> [ОТРЫВОК]:
------------------------------------------------------------------------

Николай Цискаридзе: "Могу сказать Дмитриченко - Паша, держись!"

Ректор Вагановской Академии балета рассказал о реформах и об отношении к Большому театру

Сегодня на сцене Кремлевского Дворца съездов состоится выпускной спектакль Академии балета имени Вагановой, который только что с феерическим успехом прошел в Мариинском театре Петербурга. Ее ректор с трехлетним стажем Николай Цискаридзе второй год подряд предъявляет Москве достижения своих выпускников, где все по-взрослому — декорации, костюмы — на высшем уровне. Но, по сути, это его собственный отчет о работе.

О дисциплине, кордебалете, реформах в Вагановском, о пользе чтения архивов, а также о Большом театре и Павле Дмитриченко, отпущенном на свободу, обозреватель «МК» поговорил с ректором и народным артистом РФ Николаем Цискаридзе как раз накануне приезда его школы из Петербурга в Москву.

Ректор Вагановской Академии балета рассказал о реформах и об отношении к Большому театру

«Я против пляшущих и дергающихся человечков на сцене»

— В этом году у нас совсем другая программа, другой состав детей — это же не постоянная труппа, а школа, — говорит Николай. — В программу выпускного спектакля я включил произведения, которые очень давно не исполнялись школой и на сцене Мариинского театра. В этом году мы восстановили «Польский бал» из оперы «Иван Сусанин» — хореографический шедевр Лопухова и Кореня, наших легендарных выпускников. Он тридцать лет не шел, а наш профессор Ирина Генслер (в свое время примадонна Мариинки) потратила много времени со мной на то, чтобы воссоздать «Польский бал». Дальше я сделал сюиту из танцев «Руслана и Людмилы» (в следующем году этому шедевру будет сто лет). Премьера последней работы Фокина в России состоялась после революции, я скомпоновал комбинации Фокина, и, таким образом, Глинке мы посвятили весь первый акт. Не надо забывать, что в те времена балет часто исполнялся в операх, и это не были какие-то танцы, а шел полноценный балетный акт.

Во втором акте мы покажем «Болеро» Брониславы Нижинской — первую версию спектакля 1928 года, когда Морис Равель написал музыку по заказу Иды Рубинштейн. Бенуа нарисовал эскизы декораций и костюмов, а Нижинская поставила. Никогда этот балет не показывался в Петербурге, тем более в Мариинском, на сцене которого Нижинская танцевала. Мне хотелось, чтобы мы как-то вспомнили эту выдающуюся выпускницу академии и хореографа с мировым именем, совершенно незаслуженно забытую. И к тому же все знают бежаровское «Болеро», в котором солист исполняет танец на столе. Но дело в том, что стол придумал не Бежар, а Нижинская для Иды Рубинштейн: Бежар всего-навсего позаимствовал идею и сделал свою версию. Так что все дороги ведут на улицу зодчего Росси.

------------------------------------------------------------------------

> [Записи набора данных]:
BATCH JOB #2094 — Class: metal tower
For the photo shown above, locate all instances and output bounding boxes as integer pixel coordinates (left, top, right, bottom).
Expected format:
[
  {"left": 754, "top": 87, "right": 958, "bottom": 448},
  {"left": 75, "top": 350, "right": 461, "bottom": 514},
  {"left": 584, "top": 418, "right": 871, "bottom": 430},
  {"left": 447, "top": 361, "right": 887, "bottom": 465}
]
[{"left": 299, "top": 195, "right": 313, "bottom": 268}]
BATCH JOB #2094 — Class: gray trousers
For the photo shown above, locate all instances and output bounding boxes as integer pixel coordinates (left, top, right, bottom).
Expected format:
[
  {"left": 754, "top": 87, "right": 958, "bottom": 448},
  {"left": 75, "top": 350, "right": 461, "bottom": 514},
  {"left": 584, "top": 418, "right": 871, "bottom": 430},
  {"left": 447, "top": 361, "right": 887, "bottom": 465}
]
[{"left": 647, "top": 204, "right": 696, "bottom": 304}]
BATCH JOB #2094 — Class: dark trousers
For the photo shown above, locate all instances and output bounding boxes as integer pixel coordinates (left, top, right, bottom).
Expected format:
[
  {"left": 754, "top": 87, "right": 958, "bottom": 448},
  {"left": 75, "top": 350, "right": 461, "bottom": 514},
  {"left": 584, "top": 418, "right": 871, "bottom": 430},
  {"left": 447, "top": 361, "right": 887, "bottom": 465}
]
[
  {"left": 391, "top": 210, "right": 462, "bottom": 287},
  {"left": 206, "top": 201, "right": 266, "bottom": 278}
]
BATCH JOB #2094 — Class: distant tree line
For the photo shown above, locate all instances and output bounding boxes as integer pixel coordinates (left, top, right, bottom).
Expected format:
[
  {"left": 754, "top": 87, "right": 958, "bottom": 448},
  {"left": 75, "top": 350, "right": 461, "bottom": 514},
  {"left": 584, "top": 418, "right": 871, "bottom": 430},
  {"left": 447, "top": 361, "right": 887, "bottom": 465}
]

------------------------------------------------------------------------

Перепишите из отрывка слово в слово всё, что стоит между «Сегодня на сцене» и «отчет о работе.», включая эти слова. Записи для этого не понадобятся.

Сегодня на сцене Кремлевского Дворца съездов состоится выпускной спектакль Академии балета имени Вагановой, который только что с феерическим успехом прошел в Мариинском театре Петербурга. Ее ректор с трехлетним стажем Николай Цискаридзе второй год подряд предъявляет Москве достижения своих выпускников, где все по-взрослому — декорации, костюмы — на высшем уровне. Но, по сути, это его собственный отчет о работе.